:: Input records ::
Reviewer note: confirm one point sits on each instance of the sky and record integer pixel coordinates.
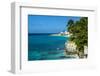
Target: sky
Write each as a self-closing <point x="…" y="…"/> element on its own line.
<point x="48" y="24"/>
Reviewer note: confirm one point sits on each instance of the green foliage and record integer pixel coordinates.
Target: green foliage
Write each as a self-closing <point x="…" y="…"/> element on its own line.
<point x="79" y="31"/>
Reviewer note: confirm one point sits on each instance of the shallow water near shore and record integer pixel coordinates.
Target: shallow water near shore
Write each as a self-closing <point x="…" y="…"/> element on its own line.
<point x="46" y="47"/>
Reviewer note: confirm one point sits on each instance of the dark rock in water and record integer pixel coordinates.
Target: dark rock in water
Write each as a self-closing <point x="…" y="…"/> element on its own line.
<point x="52" y="52"/>
<point x="62" y="57"/>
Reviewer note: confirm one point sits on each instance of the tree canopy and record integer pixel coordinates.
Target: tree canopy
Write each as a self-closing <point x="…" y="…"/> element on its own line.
<point x="79" y="31"/>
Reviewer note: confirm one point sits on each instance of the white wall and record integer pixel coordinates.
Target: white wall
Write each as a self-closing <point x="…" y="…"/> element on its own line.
<point x="5" y="28"/>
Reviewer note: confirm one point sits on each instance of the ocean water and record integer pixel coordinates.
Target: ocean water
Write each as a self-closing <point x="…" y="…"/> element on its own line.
<point x="46" y="47"/>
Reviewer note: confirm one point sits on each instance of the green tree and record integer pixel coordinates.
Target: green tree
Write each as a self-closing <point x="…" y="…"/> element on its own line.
<point x="79" y="31"/>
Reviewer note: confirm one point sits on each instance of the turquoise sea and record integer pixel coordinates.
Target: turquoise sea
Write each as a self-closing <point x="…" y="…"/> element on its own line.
<point x="46" y="47"/>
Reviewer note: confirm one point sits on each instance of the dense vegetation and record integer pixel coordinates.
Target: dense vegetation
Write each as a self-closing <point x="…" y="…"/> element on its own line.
<point x="79" y="31"/>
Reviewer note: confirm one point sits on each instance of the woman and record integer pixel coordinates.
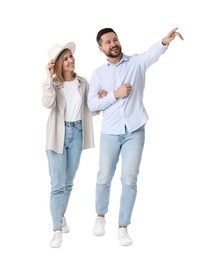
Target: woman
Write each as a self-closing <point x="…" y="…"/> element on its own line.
<point x="69" y="130"/>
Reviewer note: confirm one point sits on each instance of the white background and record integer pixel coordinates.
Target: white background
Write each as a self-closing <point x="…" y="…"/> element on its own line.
<point x="167" y="221"/>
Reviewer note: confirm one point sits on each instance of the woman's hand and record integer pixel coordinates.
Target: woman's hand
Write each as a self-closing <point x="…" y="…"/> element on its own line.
<point x="102" y="93"/>
<point x="50" y="68"/>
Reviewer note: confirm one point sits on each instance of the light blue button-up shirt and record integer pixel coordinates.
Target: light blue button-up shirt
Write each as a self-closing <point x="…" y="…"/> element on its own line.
<point x="129" y="111"/>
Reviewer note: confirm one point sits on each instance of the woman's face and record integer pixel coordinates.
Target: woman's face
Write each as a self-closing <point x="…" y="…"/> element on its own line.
<point x="68" y="63"/>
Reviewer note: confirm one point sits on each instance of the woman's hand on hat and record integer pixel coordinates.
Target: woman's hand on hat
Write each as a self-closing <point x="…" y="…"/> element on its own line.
<point x="50" y="68"/>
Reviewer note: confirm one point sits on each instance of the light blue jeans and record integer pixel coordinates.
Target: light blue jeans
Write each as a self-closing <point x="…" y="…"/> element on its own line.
<point x="62" y="170"/>
<point x="130" y="146"/>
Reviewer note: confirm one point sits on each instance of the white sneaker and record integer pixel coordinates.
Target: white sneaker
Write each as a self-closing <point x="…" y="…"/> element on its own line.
<point x="99" y="229"/>
<point x="57" y="239"/>
<point x="123" y="236"/>
<point x="65" y="228"/>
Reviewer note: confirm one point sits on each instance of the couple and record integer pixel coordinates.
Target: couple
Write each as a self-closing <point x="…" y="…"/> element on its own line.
<point x="116" y="88"/>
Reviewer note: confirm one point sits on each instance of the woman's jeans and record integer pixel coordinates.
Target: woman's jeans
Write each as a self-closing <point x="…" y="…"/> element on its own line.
<point x="130" y="146"/>
<point x="62" y="170"/>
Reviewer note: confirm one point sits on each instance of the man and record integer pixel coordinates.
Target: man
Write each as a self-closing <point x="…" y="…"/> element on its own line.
<point x="116" y="88"/>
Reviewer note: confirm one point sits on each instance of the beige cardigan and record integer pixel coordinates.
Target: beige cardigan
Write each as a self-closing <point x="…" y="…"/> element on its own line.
<point x="54" y="99"/>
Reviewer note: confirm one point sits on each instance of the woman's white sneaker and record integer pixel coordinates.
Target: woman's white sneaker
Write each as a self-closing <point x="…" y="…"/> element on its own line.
<point x="56" y="240"/>
<point x="123" y="236"/>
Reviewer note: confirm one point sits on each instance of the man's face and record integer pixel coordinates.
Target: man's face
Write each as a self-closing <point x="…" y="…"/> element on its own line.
<point x="110" y="45"/>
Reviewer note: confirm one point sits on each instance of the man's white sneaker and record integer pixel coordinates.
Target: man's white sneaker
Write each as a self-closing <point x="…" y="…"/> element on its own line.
<point x="65" y="228"/>
<point x="123" y="236"/>
<point x="57" y="239"/>
<point x="99" y="227"/>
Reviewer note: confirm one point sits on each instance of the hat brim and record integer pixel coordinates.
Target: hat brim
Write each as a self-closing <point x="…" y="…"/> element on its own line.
<point x="70" y="46"/>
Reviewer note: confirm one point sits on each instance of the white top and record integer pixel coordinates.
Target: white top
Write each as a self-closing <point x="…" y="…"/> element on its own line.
<point x="73" y="101"/>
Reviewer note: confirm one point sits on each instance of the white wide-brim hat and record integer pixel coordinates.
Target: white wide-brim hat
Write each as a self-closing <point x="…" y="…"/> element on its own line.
<point x="56" y="49"/>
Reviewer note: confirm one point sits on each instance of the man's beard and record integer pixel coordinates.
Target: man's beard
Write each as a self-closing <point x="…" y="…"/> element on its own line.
<point x="109" y="55"/>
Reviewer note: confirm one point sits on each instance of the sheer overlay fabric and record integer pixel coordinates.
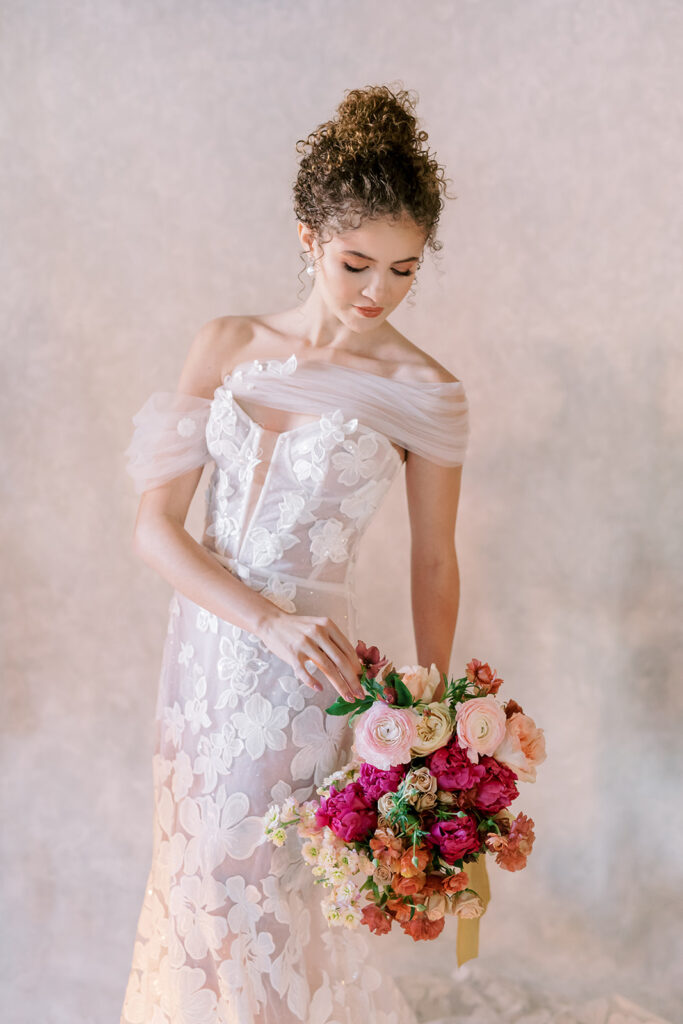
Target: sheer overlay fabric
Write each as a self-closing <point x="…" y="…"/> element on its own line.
<point x="230" y="930"/>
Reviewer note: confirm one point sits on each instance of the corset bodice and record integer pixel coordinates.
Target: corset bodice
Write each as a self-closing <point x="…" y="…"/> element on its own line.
<point x="296" y="516"/>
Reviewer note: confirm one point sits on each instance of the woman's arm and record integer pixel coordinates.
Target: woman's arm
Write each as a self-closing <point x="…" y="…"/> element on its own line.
<point x="160" y="538"/>
<point x="433" y="494"/>
<point x="163" y="543"/>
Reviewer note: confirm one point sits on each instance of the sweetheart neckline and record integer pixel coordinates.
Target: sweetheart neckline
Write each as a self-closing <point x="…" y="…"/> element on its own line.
<point x="261" y="366"/>
<point x="302" y="426"/>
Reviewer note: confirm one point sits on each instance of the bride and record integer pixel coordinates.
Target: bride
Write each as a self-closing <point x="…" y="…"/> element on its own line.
<point x="306" y="417"/>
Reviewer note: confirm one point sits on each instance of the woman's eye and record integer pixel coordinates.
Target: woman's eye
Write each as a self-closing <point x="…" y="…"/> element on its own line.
<point x="359" y="269"/>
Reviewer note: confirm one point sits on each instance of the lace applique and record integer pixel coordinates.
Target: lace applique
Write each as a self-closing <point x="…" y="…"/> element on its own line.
<point x="329" y="540"/>
<point x="275" y="367"/>
<point x="239" y="666"/>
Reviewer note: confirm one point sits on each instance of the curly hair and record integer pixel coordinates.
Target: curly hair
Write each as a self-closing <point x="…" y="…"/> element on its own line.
<point x="369" y="162"/>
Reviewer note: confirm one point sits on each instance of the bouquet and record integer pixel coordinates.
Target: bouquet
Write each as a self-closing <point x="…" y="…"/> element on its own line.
<point x="427" y="793"/>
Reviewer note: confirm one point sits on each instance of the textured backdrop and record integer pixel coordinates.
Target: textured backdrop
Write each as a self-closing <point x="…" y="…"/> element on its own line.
:::
Exercise details: Please update the lines from the one containing "applique and record integer pixel coordinates." through the last line, putting "Editor note" wherever "Reviewer note" appears and changing nothing else. Give back only those lines.

Exercise output:
Editor note: confirm one point sits on each instance of the lace applique and record integer pixel coordinates.
Target: lace applique
Write each as a self-closing <point x="…" y="…"/> element on its own line.
<point x="329" y="540"/>
<point x="275" y="367"/>
<point x="239" y="666"/>
Editor note: confirm one point sits on each instance of the curly hair and record integer pixel coordinates.
Target: curly hair
Write each as a self-closing <point x="…" y="…"/> element on its own line.
<point x="369" y="162"/>
Editor note: confirm one point sits on each instance of the bouquet and record integer pixel coordinates.
Target: bouquet
Write each as a self-closing <point x="…" y="…"/> element on its own line.
<point x="427" y="793"/>
Editor note: confirm one point sits on each instance of the textured backdrop and record integer pixel coordinates.
Target: textured backdrop
Write each as a self-closing <point x="…" y="…"/> element on its own line.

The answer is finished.